Answer these questions from the summary of the court ruling on disputing debts:
1. Which court issued the ruling, and on what date?
2. Which FDCPA section did the debtor say the writing requirement violated as a false or deceptive means of collection?
3. Which circuit did the court split from?

=== Extract provided ===

On January 31, the U.S. Court of Appeals for the Fourth Circuit held that the FDCPA does not impose a requirement that debt disputes be presented in writing and permits debtors to orally dispute the validity of a debt. Clark v. Absolute Collection Serv., Inc., No. 13-1151, 2014 WL 341943 (4th Cir. Jan. 31, 2014). A debt collector moved to dismiss a suit in which the debtor sought to invalidate a debt because the debt collection notice required the debtor’s dispute to be in writing. The debtor argued the notice violated FDCPA section 1692g(a)(3), which provides the basic right to dispute a debt. The debtor also claimed that the writing requirement was a false or deceptive means of collection in violation of section 1692e(10). Considering only the first argument on appeal, the Fourth Circuit joined the Second and Ninth Circuits, but split from the Third Circuit, and held that the “FDCPA clearly defines communications between a debt collector and consumers” and section 1692g(a)(3) “plainly does not” require a written communication to dispute a debt. The court rejected the debt collector’s argument that 1692g(a)(3) imposes an inherent writing requirement.

=== Dataset extract ===

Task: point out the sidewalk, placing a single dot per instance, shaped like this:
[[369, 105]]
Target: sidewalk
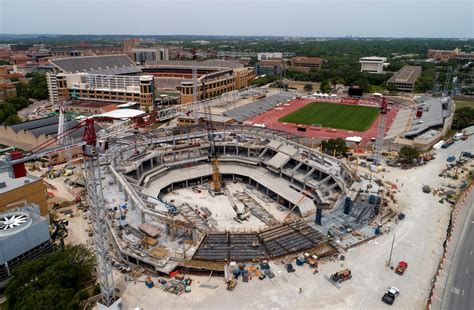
[[439, 282]]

===

▶ _Answer to this exercise_
1. The U.S. Court of Appeals for the Fourth Circuit, on January 31, 2014.
2. Section 1692e(10).
3. The Third Circuit.